HOW TO COMPLETE THIS TASK: The number of lines below holding the string "photo" is the only answer wanted.

Dataset entries:
..............................

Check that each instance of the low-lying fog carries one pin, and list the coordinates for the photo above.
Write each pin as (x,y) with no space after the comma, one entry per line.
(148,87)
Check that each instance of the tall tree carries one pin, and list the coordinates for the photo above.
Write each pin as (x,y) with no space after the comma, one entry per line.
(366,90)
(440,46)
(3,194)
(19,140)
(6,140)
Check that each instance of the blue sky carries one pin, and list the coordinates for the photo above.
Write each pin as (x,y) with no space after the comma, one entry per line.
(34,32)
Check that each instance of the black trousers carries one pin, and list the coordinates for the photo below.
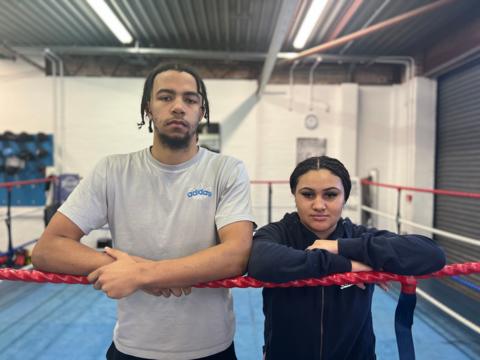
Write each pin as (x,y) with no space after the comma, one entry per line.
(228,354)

..............................

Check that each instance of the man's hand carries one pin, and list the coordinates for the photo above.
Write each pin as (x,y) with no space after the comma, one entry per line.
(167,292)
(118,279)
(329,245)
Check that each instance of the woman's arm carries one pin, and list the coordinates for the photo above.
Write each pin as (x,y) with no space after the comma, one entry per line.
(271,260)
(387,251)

..............................

EXERCISE OUTPUT: 6